What to work on: In the records below, locate the line containing "For practice, label the stone ledge", then extract it and all following lines exactly, ending with the last line.

Extracted data:
------

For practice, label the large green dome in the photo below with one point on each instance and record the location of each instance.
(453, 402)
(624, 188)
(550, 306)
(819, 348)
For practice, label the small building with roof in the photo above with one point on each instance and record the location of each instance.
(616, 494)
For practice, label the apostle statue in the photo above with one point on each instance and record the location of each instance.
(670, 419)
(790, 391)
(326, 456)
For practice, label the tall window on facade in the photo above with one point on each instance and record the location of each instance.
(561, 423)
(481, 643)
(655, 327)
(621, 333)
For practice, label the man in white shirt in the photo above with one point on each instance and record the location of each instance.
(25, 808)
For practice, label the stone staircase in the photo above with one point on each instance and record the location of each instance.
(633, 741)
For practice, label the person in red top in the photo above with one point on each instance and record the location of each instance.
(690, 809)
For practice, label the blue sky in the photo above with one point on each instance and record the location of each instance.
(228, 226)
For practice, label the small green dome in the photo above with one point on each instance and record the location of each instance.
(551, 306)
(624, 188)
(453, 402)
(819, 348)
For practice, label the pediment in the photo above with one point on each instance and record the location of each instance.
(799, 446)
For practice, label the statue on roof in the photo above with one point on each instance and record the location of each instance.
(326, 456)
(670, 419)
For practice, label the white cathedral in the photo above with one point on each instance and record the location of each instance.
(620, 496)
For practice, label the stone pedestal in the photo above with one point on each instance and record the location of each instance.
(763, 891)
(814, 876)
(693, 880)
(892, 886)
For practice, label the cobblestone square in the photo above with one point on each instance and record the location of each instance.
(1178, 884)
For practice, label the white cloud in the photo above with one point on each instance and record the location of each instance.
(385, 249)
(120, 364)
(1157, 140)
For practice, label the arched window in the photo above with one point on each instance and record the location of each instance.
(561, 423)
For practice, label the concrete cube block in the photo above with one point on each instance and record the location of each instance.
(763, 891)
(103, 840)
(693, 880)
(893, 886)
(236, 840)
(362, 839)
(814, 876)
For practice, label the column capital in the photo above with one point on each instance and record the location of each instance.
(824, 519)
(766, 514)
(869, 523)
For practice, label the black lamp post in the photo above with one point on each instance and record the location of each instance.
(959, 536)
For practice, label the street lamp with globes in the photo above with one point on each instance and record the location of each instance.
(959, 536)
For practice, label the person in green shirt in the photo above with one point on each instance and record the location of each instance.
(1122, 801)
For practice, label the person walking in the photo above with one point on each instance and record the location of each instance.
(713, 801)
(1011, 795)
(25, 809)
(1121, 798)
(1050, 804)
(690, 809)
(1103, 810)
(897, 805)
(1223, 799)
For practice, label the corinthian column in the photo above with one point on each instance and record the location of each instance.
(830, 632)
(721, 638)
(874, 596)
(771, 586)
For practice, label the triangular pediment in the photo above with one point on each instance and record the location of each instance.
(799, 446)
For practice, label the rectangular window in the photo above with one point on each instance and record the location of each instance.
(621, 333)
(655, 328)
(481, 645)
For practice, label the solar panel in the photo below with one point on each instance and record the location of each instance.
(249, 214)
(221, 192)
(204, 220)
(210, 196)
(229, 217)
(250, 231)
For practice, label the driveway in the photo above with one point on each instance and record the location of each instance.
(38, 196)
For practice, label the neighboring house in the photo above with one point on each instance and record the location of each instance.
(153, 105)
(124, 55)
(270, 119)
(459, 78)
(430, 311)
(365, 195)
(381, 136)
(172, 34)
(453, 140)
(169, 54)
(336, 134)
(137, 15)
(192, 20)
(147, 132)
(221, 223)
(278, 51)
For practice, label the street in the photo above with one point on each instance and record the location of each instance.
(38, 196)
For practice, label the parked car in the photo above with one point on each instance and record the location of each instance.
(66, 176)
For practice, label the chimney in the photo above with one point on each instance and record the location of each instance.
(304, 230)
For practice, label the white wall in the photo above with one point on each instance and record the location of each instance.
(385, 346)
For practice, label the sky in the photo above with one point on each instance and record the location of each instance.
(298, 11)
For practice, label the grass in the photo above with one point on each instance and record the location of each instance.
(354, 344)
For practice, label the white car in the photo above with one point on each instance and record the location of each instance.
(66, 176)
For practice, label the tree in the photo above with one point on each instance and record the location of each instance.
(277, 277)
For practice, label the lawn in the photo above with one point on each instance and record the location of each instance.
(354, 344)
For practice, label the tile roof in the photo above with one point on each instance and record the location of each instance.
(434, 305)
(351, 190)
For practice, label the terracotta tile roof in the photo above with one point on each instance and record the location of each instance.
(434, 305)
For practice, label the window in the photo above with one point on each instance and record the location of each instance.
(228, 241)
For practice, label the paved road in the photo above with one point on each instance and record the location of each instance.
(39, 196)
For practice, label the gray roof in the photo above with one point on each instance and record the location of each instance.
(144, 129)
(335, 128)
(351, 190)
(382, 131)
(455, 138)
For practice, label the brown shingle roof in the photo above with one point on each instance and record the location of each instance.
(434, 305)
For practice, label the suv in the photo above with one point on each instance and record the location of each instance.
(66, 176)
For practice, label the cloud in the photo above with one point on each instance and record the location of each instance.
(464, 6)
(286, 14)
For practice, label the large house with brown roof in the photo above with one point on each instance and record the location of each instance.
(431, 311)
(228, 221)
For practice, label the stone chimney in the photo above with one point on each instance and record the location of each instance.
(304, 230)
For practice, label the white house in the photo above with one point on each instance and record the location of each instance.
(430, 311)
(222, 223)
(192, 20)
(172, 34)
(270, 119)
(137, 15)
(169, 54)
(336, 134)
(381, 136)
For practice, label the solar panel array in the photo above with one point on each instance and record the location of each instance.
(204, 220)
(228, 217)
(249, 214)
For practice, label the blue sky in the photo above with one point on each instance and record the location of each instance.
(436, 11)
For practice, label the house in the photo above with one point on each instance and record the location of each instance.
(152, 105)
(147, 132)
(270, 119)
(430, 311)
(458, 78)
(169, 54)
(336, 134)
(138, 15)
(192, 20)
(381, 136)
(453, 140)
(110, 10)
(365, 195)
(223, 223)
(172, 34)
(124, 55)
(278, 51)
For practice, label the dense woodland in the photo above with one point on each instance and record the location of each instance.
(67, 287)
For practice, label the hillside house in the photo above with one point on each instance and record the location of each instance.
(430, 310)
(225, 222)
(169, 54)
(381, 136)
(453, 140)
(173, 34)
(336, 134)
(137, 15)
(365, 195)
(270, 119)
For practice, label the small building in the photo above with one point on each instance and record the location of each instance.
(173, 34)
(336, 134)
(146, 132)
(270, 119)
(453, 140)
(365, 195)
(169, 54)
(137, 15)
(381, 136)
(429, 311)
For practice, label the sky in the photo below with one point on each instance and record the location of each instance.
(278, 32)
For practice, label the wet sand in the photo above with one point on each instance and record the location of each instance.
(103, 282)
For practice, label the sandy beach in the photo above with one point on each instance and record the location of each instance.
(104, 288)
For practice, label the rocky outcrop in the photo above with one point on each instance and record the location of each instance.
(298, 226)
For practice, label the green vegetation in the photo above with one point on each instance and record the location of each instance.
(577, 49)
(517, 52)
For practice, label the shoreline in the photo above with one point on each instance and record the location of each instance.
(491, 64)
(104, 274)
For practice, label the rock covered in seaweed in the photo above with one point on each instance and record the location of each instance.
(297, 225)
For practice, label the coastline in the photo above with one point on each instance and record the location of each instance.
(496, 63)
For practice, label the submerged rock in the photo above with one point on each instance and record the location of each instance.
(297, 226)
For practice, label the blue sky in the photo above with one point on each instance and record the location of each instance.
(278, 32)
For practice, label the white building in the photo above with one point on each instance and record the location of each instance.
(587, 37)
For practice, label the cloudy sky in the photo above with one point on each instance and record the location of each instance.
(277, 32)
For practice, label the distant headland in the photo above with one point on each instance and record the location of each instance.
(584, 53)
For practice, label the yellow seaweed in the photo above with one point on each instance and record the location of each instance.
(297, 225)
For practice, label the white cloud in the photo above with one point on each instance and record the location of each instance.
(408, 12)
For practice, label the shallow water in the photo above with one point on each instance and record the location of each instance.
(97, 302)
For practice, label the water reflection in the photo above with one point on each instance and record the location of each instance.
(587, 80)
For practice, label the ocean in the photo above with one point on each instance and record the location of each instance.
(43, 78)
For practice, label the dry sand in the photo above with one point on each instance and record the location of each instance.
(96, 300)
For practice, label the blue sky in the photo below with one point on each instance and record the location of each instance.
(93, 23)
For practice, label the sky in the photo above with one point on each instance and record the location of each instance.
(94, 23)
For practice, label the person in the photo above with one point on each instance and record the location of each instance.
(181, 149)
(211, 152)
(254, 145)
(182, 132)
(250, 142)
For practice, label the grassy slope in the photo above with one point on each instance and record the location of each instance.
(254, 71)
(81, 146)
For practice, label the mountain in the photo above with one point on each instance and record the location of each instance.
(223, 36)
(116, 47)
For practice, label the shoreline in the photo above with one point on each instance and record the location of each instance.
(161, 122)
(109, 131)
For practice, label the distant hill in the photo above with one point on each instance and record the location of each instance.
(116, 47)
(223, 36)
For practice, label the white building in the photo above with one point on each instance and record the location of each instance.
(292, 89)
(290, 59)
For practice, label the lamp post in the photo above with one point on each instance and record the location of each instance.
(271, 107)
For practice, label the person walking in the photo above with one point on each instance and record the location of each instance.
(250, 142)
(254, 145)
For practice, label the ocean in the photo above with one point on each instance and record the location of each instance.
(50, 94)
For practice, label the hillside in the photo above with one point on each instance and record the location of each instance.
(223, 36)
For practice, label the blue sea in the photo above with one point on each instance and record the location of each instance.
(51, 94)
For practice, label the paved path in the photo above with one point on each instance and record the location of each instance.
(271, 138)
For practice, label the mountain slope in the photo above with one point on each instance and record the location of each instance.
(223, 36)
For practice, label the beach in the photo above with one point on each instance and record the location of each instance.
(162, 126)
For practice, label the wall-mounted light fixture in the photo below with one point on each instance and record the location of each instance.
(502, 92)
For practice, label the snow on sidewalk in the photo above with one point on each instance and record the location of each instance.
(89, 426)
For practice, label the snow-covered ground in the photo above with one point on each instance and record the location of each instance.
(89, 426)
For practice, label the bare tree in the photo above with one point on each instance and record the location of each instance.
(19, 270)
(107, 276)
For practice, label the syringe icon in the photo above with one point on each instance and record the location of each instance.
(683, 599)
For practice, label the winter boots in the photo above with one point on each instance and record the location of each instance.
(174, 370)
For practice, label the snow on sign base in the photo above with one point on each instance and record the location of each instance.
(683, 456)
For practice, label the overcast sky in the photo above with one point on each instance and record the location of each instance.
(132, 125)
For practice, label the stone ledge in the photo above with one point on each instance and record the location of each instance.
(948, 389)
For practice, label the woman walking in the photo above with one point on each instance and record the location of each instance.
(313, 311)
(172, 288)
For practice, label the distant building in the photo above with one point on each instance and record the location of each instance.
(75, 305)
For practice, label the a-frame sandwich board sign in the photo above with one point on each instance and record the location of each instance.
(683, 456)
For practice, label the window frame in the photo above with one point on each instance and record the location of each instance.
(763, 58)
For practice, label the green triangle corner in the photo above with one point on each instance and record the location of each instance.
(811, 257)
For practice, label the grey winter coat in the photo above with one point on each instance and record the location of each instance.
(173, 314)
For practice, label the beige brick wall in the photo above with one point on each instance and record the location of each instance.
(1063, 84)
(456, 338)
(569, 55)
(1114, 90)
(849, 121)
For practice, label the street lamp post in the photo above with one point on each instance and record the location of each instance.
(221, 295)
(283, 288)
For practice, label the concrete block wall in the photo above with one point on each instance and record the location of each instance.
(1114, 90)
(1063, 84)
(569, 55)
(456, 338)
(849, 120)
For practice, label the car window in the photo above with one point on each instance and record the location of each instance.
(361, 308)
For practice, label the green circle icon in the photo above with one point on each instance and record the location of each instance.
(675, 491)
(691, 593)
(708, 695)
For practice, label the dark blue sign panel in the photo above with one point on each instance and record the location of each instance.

------

Exercise response:
For practice, label the stone ledge in the photo above with one point on each instance and record the location of each instance.
(948, 389)
For practice, label the woman walking in the photo above with one point on each instance and record the location of each instance.
(313, 311)
(172, 288)
For practice, label the distant building in the photo above with one point on each instance and record the location of each instance.
(75, 305)
For practice, label the a-frame sandwich board sign in the photo above with one point on each instance and record the location of each instance.
(683, 456)
For practice, label the window frame in the photo above with one point on each instance and record the location of each instance.
(763, 58)
For practice, label the green triangle corner in the photo above with one point on each instance and record the location of each instance.
(811, 257)
For practice, label the grey winter coat in the photo above with one point on each instance and record the location of each instance.
(173, 314)
For practice, label the beige brick wall in the photo above with one point on each instance and record the location of each instance.
(1063, 84)
(456, 338)
(569, 55)
(1114, 90)
(849, 121)
For practice, label the street lamp post in the photo above with one point on each instance and record the location of each instance.
(221, 295)
(283, 288)
For practice, label the concrete block wall in the photo above with one point on each instance and record the location of each instance.
(1114, 90)
(1063, 84)
(569, 55)
(456, 338)
(849, 120)
For practice, label the car window in the photo above with one point on each instance and record the location of each instance.
(361, 308)
For practice, label the green circle icon in the photo above with one point on each instance and record the location of each instance.
(675, 491)
(691, 593)
(708, 695)
For practice, label the dark blue sign panel in the photo above with one point on each instance and record the location of each instance.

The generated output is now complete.